DOCUMENT EXTRACT

....

There was nothing very surprising about the decision. It was one of those penalties of size that emphasized how fast the company had grown. The change in structure also reflected tacit admission that Michael Scott’s hopes of keeping the company small had been scuttled. His dream of limiting Apple to between fifteen hundred and two thousand employees, and of running an enterprise that made only its latest product (while subcontracting everything else), disappeared. Divisions were formed for all the usual reasons: attempts to keep affairs manageable, to pinpoint profit and loss areas, and to delegate authority.
Before the divisions were announced some of Apple’s managers went on inspection tours and tried to do their home-work. They asked senior members of Hewlett-Packard and Digital Equipment Corporation how decisions were made in their companies and then returned to Cupertino to draw up battle plans. One division was formed as an experiment. Its charter was to take care of disk drives. In the fall of 1980 five others were added: the Personal Computer Systems Division to look after the Apple II and Apple III, the Personal Office Systems Division to design and nurse the Lisa system, Manufacturing, Sales, and Service.
There wasn’t, of course, any particular time when the formation of divisions would have been comfortable. At Apple the formation of divisions occurred when there were plenty of other pressing distractions. The decision was made about the same time the directors decided that the company should make its first public stock offering and also during the weeks when a successor to the Apple II was being introduced.

....

DATASET ROWS

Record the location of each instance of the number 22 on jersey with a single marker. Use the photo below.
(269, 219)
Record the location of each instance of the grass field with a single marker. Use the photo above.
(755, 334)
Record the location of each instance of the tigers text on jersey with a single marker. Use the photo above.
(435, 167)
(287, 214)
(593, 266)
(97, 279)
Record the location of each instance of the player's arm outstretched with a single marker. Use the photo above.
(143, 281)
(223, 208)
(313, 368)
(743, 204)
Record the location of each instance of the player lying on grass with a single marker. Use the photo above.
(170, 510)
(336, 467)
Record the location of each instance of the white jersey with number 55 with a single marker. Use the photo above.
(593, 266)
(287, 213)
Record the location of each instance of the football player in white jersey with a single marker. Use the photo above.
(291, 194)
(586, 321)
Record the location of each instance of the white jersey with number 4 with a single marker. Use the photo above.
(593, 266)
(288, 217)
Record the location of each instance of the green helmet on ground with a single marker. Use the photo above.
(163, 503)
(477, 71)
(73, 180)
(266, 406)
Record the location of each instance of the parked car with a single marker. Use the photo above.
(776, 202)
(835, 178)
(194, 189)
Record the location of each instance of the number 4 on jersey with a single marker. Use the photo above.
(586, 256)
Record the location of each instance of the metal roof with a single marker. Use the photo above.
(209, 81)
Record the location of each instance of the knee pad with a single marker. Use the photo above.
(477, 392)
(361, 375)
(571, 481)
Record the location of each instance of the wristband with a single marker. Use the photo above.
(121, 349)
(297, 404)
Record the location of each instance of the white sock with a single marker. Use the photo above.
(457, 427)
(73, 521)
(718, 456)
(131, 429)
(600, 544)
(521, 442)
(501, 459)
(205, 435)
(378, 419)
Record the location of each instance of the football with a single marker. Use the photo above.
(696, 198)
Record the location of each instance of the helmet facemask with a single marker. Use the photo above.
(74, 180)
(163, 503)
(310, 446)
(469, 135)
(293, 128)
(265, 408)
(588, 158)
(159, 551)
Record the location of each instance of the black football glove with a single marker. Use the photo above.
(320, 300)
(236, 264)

....

WHAT TO DO
[A] Copy the passage from the Apple history text between "There wasn’t, of" and "was being introduced.", inclusive.
[B] Carry on the text about Apple's growth and new divisions from where it stops.

ANSWERS PER TASK
[A]
There wasn’t, of course, any particular time when the formation of divisions would have been comfortable. At Apple the formation of divisions occurred when there were plenty of other pressing distractions. The decision was made about the same time the directors decided that the company should make its first public stock offering and also during the weeks when a successor to the Apple II was being introduced.

[B]
Though most of Apple’s top managers had worked within a divisional structure, none had managed a company that had divisions. There were scarcely enough middle managers to go around and nowhere near enough people to fill all the empty cubicles. The computer systems weren’t installed and procedures weren’t drawn out. It was hard to escape the impression that the creation of divisions was scarcely a masterstroke of planning.
The grand change and dislocation helped push into the background some of the conflicts that had resulted from mismatched corporate blood types. A growing fund of common experience tended to do the same thing. The divisions presented an entirely new set of tensions. Their physical separation led to a technical isolation. They created fresh allegiances and new lines of reporting. As the divisions started to flex their muscles Apple came to be divided by the pull of fashion and the movable squabbles of fiefdoms. The divisions were allowed, for example, to hire their own technical writers and order their own printed circuit boards, and on occasion, they tried to exercise control over what others were doing. The Peripherals Division, to cite just one case, wanted to set the standard for what should be plugged into peripherals. It didn’t take a translation expert to understand that this amounted to an attempt to dictate corporate product planning.
More important the people working within the different divisions became aware of distinctions. The glamour of the hot divisions, where work proceeded on new computers, cast a pall across areas where the primary task was to support existing machines. The nature of the work appealed to different emotional and intellectual interests and attracted different sorts of people. Many of the engineers and programmers who had been caught up in the success of the Apple II preferred to work in the Personal Computer Systems Division (PCS). Others, who wanted a brighter future, respectability, and the opportunity to work with newer technologies, knocked on the door of the Personal Office Systems Division (POS), which was formed from a core of people developing the Lisa system.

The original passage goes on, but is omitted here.